- [Conjunto de tareas]
a: Responde a estas preguntas según el extracto de página:
(i) ¿Qué exclamó Dios entristecido al constatar el deterioro moral de las primeras generaciones humanas?
(ii) ¿En qué obra de Christopher West se hace la observación sobre una cultura sobresaturada de sexo?
(iii) ¿En qué página del libro Vicios y virtudes se encuentra la cita final?
b: Según la cita de Vicios y virtudes que recoge el extracto de página, ¿qué seguirá habiendo mientras el mundo siga erotizado? Enumera todos los elementos.

- [Extracto de página]
+--

Pronto, el apetito carnal
degeneró y provocó las primeras tragedias de la humanidad. De hecho, al constatar el deterioro moral de las primeras
generaciones humanas, Dios exclamó entristecido: «No permanecerá para siempre mi espíritu en el
hombre, porque no es más que carne» (Gn. 6, 3). Poco más tarde se anunció el
diluvio universal. Hoy, muchos siglos después, nuestra carne sigue siendo ambigua. Es carne
redimida –como veremos– pero sigue actuando en ella la concupiscencia. El demonio se ha empeñado en
desvirtuar el significado original de nuestra corporeidad y, en particular, de
nuestra sexualidad. Como señala Christopher West en su Teología del Cuerpo, una cultura sobresaturada de sexo en realidad
no sobrevalora la sexualidad, la banaliza; no la exalta, la rebaja. De hecho, nuestra atmósfera mediática ha
alcanzado altos niveles de contaminación erótica. La conquista de la tecnología
ha puesto al servicio de la carne recursos sin precedentes. Y cada uno es un
cliente potencial porque su apetito sexual está siempre al acecho, esperando
que le arrojen –literalmente– algo de “carnada”. En nuestra cultura secularizada, carne ha llegado a ser sinónimo de
lujuria, infidelidad y desenfreno. ¡Y cuánta ruina personal, matrimonial,
familiar y social provoca! Como tuve oportunidad de escribir en
el libro Vicios y virtudes, «mientras el mundo siga erotizado,
seguirá habiendo abusos, violaciones, infidelidades, enfermedades y muchas, muchas
lágrimas» (p. 42).

+--

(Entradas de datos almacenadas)
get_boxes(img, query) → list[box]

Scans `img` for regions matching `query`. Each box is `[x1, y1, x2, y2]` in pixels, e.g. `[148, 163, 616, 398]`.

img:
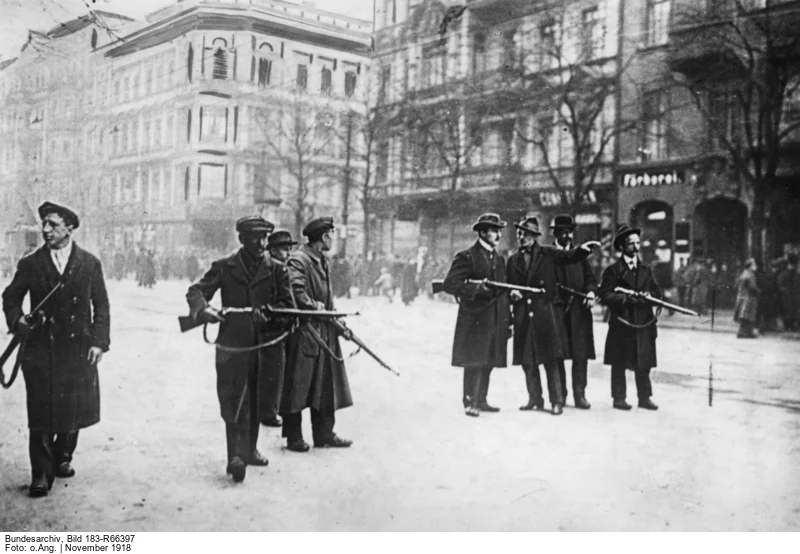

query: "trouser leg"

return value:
[28, 429, 55, 483]
[636, 368, 653, 400]
[462, 367, 483, 408]
[544, 360, 564, 405]
[281, 412, 303, 442]
[53, 431, 78, 466]
[572, 358, 589, 399]
[611, 365, 627, 400]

+--

- [Respuestas por punto]
a:
(i) «No permanecerá para siempre mi espíritu en el hombre, porque no es más que carne» (Gn. 6, 3).
(ii) En su Teología del Cuerpo.
(iii) En la página 42.

b: Abusos, violaciones, infidelidades, enfermedades y muchas lágrimas.